§ **Given instruction**: Rewrite the rows that begin at the line containing "# Task: locate the small" and stop after the line containing "top-left (80, 278), bottom-right (102, 323)", replacing "small potted plant" with "leafy houseplant" and leaving everything else unchanged.

Extracted records:
-- -- --

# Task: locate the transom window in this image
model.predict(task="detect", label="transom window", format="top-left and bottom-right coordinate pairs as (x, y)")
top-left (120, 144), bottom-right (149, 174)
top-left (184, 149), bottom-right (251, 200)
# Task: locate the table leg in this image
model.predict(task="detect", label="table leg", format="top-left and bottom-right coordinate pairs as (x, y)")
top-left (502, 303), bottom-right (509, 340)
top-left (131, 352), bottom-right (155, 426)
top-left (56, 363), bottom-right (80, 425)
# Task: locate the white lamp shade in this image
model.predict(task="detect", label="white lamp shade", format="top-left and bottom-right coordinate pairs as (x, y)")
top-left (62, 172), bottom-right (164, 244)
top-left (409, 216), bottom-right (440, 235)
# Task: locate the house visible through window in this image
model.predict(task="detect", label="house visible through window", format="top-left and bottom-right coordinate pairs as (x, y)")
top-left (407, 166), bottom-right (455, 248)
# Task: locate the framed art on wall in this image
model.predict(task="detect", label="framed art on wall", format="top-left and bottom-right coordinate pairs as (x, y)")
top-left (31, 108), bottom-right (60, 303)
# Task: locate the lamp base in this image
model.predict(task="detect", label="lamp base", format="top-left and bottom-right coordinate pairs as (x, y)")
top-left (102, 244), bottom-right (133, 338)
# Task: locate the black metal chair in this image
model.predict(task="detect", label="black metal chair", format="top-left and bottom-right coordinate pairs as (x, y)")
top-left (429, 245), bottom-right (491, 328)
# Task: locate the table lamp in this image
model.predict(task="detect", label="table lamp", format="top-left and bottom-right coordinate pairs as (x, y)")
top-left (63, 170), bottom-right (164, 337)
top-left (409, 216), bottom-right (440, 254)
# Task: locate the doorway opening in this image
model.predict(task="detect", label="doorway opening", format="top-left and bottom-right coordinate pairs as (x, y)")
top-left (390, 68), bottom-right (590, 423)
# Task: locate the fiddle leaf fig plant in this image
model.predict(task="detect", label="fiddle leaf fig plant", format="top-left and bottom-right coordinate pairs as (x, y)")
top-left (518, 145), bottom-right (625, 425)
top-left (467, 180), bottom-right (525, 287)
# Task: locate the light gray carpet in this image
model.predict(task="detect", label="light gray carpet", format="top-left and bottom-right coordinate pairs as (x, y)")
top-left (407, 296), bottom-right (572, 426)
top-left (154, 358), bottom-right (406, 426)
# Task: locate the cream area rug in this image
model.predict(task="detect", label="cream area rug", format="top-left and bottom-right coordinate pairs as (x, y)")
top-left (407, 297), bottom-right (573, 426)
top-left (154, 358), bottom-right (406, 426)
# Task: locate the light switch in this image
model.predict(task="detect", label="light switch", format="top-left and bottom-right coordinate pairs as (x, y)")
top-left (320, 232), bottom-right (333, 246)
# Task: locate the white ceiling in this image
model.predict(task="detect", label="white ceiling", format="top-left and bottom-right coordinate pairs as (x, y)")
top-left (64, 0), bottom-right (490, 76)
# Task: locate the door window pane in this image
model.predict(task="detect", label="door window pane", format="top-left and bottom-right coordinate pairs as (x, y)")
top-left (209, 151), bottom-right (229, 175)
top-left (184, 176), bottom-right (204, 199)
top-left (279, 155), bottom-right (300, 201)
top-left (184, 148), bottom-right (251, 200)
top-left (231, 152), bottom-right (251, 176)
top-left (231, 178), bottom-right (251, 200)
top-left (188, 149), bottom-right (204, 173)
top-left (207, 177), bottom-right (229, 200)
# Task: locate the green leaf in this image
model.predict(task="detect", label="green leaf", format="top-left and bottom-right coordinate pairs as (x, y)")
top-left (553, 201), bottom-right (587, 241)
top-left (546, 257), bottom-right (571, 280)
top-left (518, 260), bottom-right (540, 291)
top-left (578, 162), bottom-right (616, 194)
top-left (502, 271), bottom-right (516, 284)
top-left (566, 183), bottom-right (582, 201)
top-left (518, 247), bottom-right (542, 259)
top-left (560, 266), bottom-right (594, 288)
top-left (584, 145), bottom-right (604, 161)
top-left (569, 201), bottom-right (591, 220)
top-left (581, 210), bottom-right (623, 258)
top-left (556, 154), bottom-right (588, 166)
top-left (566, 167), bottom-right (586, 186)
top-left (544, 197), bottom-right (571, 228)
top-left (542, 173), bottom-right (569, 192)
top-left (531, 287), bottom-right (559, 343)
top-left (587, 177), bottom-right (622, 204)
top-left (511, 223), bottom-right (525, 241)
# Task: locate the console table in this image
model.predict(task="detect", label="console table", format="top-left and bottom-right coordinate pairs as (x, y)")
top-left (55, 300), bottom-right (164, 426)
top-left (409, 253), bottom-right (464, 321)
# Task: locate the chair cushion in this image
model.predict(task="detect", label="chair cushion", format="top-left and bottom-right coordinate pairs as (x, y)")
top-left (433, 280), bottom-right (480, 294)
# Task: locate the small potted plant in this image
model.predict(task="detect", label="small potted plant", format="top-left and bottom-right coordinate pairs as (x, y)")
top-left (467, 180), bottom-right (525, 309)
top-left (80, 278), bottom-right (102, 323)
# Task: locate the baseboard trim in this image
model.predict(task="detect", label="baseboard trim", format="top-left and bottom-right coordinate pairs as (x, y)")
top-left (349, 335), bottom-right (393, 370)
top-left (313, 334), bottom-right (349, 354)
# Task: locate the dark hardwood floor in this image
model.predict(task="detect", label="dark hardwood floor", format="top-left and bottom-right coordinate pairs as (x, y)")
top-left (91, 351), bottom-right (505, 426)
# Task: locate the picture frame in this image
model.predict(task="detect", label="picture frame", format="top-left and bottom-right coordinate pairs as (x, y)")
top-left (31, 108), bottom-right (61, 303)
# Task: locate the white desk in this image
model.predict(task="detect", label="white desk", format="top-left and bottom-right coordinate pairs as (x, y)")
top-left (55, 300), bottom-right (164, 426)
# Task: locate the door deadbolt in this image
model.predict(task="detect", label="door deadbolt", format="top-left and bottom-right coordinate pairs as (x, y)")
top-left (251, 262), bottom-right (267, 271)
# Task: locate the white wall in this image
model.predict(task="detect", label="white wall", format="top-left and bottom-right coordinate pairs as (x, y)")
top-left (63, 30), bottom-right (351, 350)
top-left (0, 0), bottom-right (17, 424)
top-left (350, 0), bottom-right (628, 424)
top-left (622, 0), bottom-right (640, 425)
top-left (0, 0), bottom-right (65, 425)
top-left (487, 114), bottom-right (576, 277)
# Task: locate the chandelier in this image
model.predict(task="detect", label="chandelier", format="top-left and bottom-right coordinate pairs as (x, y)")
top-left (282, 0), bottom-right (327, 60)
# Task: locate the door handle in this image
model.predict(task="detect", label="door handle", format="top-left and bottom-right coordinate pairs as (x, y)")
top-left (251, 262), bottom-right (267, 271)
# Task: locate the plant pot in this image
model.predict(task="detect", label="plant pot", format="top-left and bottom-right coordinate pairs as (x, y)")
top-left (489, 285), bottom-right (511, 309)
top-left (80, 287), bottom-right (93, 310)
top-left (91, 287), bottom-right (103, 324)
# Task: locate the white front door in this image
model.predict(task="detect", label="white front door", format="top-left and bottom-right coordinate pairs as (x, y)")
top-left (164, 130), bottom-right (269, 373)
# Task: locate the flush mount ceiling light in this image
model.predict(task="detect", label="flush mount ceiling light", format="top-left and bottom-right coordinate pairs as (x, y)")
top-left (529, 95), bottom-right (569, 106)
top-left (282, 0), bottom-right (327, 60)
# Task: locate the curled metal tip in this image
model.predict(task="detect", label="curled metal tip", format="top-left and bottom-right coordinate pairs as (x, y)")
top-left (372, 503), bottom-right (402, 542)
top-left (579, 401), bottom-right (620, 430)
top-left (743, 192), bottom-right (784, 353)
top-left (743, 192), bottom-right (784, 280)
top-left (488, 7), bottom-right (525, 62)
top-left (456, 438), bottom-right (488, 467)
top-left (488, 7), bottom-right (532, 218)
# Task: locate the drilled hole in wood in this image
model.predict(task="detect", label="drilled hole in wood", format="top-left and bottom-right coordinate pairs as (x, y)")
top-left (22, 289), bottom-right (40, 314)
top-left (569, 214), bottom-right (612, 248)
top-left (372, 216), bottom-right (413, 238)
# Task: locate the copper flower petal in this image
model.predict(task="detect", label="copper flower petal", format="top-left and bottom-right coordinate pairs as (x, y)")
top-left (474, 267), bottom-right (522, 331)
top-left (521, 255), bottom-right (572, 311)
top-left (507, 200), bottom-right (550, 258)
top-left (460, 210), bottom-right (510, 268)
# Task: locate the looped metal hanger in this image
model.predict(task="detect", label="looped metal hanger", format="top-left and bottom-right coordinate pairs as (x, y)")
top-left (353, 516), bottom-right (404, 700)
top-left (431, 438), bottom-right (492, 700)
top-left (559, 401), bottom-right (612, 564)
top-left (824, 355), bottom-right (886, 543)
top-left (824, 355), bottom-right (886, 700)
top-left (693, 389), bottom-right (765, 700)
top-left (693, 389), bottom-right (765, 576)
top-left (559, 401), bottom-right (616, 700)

-- -- --

§ **Exercise output**:
# Task: locate the leafy houseplant in this image
model.predict(task="detect", label="leafy houseplant", format="top-left and bottom-right coordinate pairs as (x, y)")
top-left (467, 180), bottom-right (525, 309)
top-left (80, 278), bottom-right (102, 323)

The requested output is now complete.